----- AVAILABLE RECORDS

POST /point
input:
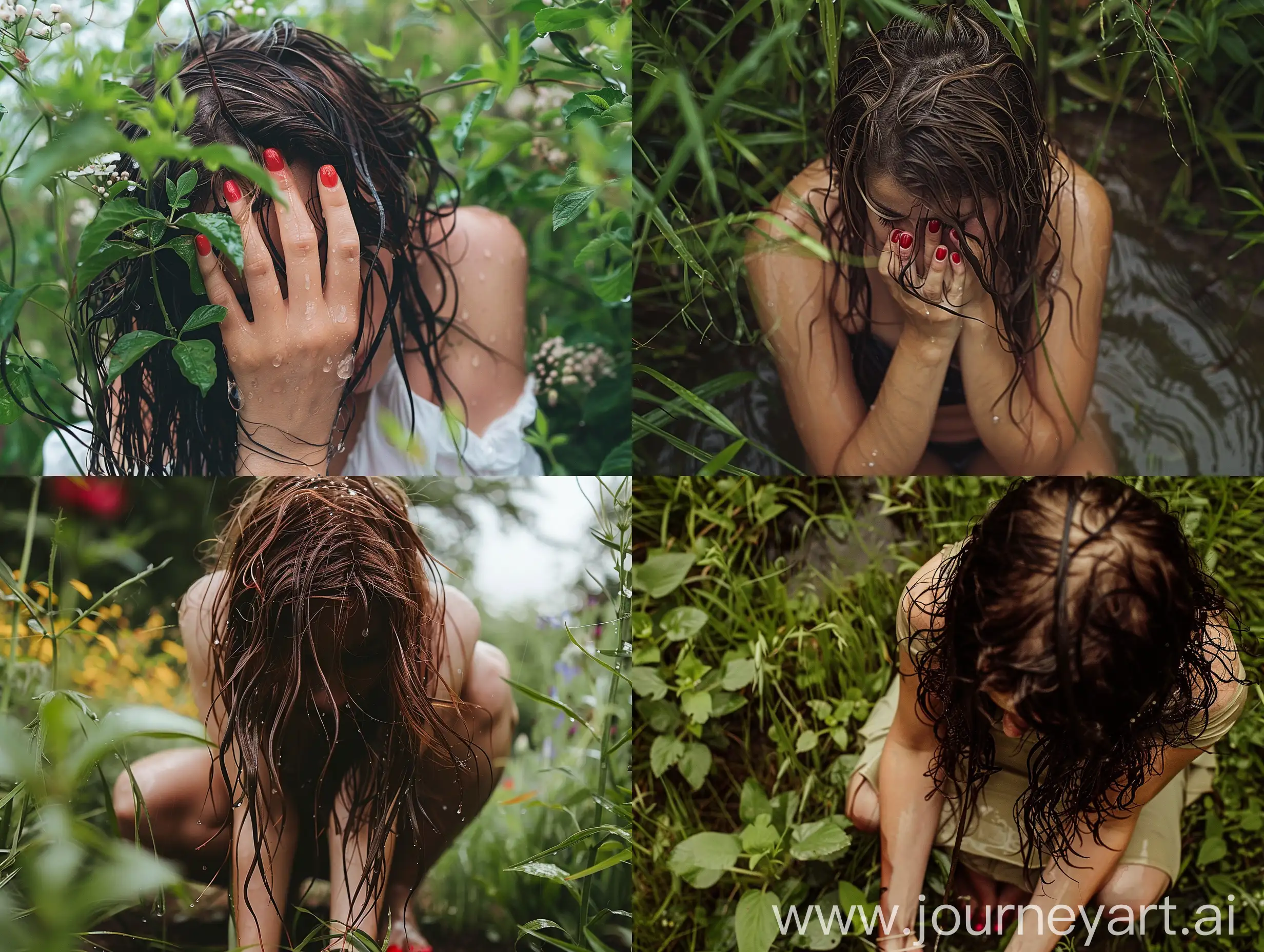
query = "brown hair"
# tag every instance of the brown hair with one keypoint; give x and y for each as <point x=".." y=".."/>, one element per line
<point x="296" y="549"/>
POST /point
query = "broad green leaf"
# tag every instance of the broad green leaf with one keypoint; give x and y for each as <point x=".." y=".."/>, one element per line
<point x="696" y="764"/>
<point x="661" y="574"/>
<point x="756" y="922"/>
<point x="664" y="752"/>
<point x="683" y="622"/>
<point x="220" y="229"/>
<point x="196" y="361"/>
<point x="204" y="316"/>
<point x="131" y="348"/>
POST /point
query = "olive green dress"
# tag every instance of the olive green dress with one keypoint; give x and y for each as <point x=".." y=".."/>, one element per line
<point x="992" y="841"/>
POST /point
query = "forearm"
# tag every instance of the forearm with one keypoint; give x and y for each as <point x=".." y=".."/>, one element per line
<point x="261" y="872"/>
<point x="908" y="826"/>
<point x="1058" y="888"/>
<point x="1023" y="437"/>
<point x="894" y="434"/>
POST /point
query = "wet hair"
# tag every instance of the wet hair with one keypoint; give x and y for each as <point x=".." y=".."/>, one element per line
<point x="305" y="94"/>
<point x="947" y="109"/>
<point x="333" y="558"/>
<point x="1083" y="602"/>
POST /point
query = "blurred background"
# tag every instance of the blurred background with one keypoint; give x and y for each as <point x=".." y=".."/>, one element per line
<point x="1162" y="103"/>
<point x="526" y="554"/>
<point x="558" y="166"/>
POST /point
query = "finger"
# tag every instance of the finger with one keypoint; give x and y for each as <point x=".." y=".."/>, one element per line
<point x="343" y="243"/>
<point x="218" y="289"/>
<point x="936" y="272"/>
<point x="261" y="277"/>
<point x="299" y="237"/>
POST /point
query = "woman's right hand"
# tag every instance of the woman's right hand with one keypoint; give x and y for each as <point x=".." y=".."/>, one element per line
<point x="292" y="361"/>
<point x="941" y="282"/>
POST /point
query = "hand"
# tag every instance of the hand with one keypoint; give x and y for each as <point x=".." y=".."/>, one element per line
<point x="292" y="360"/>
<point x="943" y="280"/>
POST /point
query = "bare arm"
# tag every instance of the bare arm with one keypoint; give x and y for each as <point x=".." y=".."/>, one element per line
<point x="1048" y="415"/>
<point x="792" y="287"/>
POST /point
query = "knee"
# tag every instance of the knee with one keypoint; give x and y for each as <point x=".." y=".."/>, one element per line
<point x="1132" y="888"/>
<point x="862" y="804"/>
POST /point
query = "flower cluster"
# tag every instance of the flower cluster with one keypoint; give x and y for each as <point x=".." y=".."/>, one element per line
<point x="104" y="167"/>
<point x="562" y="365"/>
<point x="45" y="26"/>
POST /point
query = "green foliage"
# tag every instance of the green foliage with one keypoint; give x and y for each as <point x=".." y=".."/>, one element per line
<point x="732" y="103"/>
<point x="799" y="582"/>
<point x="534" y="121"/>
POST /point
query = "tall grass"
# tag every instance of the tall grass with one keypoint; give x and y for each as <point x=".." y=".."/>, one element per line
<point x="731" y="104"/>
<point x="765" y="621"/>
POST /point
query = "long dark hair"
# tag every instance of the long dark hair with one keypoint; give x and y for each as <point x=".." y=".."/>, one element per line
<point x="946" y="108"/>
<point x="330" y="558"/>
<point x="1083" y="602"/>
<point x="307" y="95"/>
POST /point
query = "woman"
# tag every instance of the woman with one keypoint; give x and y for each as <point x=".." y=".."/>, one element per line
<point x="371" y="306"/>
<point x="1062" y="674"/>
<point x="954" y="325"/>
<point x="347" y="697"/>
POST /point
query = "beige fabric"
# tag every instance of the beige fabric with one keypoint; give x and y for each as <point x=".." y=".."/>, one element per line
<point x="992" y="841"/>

----------

* **SHORT EXERCISE**
Your task is to reproduce all of the material exactly. The pictures stay out.

* **COMPLETE ANSWER**
POST /point
input:
query = "brown hair"
# tag every instance of the brown hair with one keypoint; give x and y for each as <point x=".." y=".."/>, one element per line
<point x="296" y="549"/>
POST /point
query = "broad green leaf"
# tag every instance of the broad green leaf with one keypoint; give x and y for each as <point x=".." y=".."/>, one element per line
<point x="696" y="764"/>
<point x="661" y="574"/>
<point x="756" y="922"/>
<point x="664" y="752"/>
<point x="683" y="622"/>
<point x="220" y="229"/>
<point x="196" y="361"/>
<point x="204" y="316"/>
<point x="131" y="348"/>
POST /point
query = "olive green dress"
# tag every instance of the olive green dress with one keypoint; give x and y for each as <point x=".." y=".."/>, one element per line
<point x="992" y="841"/>
POST /point
query = "forearm"
# tag every instance of the forearm with one keypoint; give x and y for each as <point x=".." y=".."/>, one element per line
<point x="261" y="872"/>
<point x="908" y="826"/>
<point x="1058" y="888"/>
<point x="1023" y="437"/>
<point x="894" y="434"/>
POST /point
query = "wet hair"
# tag every instance of the wet hair with one keypoint; give x and y for each as <point x=".." y=".."/>, one element per line
<point x="305" y="94"/>
<point x="947" y="109"/>
<point x="333" y="558"/>
<point x="1083" y="602"/>
POST /point
query = "blurred background"
# tag every instance of the blurred background with one keypoint; give x and y for each as <point x=".." y=".."/>, one element per line
<point x="1162" y="103"/>
<point x="526" y="554"/>
<point x="558" y="166"/>
POST /point
query = "finger"
# tag every instance of the finger with one keypoint; give x and y for each as <point x=".." y=".."/>, one element per line
<point x="343" y="243"/>
<point x="218" y="289"/>
<point x="936" y="272"/>
<point x="261" y="277"/>
<point x="299" y="237"/>
POST /point
query = "woman's right hand"
# tag every instance of the woman's right hand with one keypoint; give x and y for each as <point x=".." y=".."/>, one element per line
<point x="292" y="361"/>
<point x="941" y="282"/>
POST /point
query = "hand"
# tag every instance of the hand with one keypoint; give x and y for each as <point x=".." y=".."/>, one element per line
<point x="292" y="360"/>
<point x="943" y="280"/>
POST /point
query = "bare arm"
# tag every instance of the bare arm with one keypoint; give x and y for each as <point x=".." y=".."/>, one element per line
<point x="1048" y="415"/>
<point x="792" y="287"/>
POST /point
query = "knee"
# tag every instance of the knee with one keypoint; give x and y for each as <point x=".." y=".."/>, one element per line
<point x="1132" y="888"/>
<point x="862" y="804"/>
POST /point
query = "flower cluster"
# tag every instance of the flower cluster with one keypoint; give x and y for each as <point x=".." y=".."/>, one element per line
<point x="104" y="167"/>
<point x="562" y="365"/>
<point x="45" y="26"/>
POST /point
query = "green foliage"
# tag every instance of the green foliage with one keypoint; give x and y for each as <point x=".." y=".."/>, one element per line
<point x="732" y="103"/>
<point x="799" y="582"/>
<point x="534" y="121"/>
POST /point
query = "tall grass"
# tag every instance of the tall grass with one keypoint; give x and y for each as <point x=".." y=".."/>, one element per line
<point x="731" y="104"/>
<point x="765" y="621"/>
POST /point
query = "long dark hair"
# tag every instance of the long dark hair with one keypoint; give x and y for each as <point x=".." y=".."/>, one element per line
<point x="946" y="108"/>
<point x="330" y="558"/>
<point x="1083" y="602"/>
<point x="307" y="95"/>
POST /point
query = "woman"
# tag every instance of the woman with one keypoint; give x and y for each as <point x=".." y=".."/>, one element per line
<point x="371" y="306"/>
<point x="1062" y="674"/>
<point x="954" y="325"/>
<point x="347" y="697"/>
POST /point
query = "beige fabric"
# tag every instance of the beige fabric with one keypoint; give x and y for each as <point x=".." y=".."/>, one element per line
<point x="992" y="841"/>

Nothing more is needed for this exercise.